In the forum post below, substitute "all around" for "everywhere". Write out the passage that begins at the words "After a few" and stops after "in their nostrils.".

**SELECTED EXTRACT**
▶

Postby Linda Anderson on Fri Aug 25, 2017 5:31 am

A report from Rumi's Caravan... a poetry feast tonight.

After a few intro Rumi poems, the note was found ... the event is unscripted... poem after poem arise and follow spontaneously from the readers ... tonight, the agony and ecstasy of the times was held and celebrated with poetry and song....

here's a wondrous sample.... it's zen on the ground to me:

Sorrow everywhere. Slaughter everywhere. If babies
are not starving someplace, they are starving
somewhere else. With flies in their nostrils.
But we enjoy our lives because that's what God wants.
Otherwise the mornings before summer dawn would not
be made so fine. The Bengal tiger would not
be fashioned so miraculously well. The poor women
at the fountain are laughing together between
the suffering they have known and the awfulness
in their future, smiling and laughing while somebody
in the village is very sick. There is laughter
every day in the terrible streets of Calcutta,
and the women laugh in the cages of Bombay.

◀

**ENTRIES SUPPLIED**
▶

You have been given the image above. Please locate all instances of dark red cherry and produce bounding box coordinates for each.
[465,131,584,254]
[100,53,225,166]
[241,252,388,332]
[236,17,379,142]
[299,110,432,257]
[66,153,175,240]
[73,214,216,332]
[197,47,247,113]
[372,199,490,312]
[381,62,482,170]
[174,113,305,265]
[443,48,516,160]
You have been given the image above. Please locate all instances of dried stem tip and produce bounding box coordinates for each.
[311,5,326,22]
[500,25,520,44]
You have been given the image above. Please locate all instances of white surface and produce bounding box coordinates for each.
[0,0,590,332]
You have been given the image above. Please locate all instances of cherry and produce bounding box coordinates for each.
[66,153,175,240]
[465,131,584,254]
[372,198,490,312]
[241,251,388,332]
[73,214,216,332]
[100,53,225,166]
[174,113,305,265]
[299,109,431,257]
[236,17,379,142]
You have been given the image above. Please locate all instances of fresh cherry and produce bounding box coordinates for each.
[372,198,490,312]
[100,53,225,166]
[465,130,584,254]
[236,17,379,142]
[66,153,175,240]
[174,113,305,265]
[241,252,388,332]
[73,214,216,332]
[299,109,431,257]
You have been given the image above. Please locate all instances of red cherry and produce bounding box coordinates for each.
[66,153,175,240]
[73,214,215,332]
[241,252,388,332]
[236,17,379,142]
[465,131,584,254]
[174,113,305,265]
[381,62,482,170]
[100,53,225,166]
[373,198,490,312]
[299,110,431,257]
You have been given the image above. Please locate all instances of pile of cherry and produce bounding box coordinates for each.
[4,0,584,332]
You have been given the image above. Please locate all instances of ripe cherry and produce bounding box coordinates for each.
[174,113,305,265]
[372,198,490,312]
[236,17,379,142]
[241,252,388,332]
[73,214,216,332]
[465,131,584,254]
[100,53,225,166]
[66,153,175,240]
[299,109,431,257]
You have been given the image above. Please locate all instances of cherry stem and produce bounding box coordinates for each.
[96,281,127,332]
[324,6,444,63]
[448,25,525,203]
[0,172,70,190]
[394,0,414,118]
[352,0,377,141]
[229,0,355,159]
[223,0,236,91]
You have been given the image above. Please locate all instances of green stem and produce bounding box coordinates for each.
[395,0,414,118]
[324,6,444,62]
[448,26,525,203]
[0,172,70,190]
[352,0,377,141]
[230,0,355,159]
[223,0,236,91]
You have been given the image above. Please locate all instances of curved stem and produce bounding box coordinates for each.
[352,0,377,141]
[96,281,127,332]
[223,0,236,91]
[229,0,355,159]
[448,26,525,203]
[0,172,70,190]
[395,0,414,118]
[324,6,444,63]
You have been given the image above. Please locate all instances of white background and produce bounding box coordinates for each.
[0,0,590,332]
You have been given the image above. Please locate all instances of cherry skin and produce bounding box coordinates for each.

◀
▶

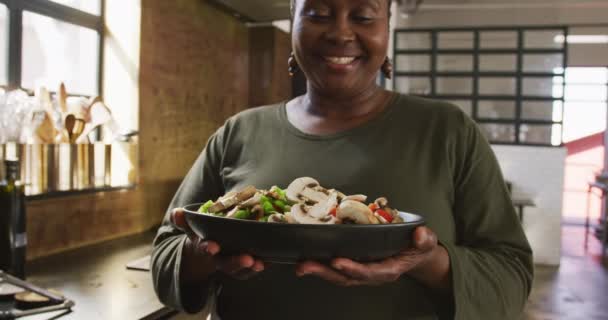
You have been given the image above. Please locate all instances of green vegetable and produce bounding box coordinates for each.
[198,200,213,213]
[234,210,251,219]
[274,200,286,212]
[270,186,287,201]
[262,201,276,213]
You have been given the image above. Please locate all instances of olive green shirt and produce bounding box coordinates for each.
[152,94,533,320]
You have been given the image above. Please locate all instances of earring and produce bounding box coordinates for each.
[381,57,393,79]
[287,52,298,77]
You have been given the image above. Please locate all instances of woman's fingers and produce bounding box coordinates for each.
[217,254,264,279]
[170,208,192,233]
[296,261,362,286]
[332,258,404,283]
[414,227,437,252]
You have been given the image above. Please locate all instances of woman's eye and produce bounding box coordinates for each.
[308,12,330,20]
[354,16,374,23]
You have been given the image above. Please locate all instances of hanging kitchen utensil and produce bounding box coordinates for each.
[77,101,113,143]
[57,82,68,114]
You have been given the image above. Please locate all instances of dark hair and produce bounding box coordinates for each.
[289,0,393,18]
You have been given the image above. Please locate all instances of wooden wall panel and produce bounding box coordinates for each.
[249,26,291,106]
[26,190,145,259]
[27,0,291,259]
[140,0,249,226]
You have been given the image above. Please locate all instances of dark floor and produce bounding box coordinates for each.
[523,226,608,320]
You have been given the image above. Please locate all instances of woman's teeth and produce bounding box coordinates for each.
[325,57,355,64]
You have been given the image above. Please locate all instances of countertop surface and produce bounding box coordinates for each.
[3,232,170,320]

◀

**CORRECT OUTPUT**
After a few intro Rumi poems, the note was found ... the event is unscripted... poem after poem arise and follow spontaneously from the readers ... tonight, the agony and ecstasy of the times was held and celebrated with poetry and song....

here's a wondrous sample.... it's zen on the ground to me:

Sorrow all around. Slaughter all around. If babies
are not starving someplace, they are starving
somewhere else. With flies in their nostrils.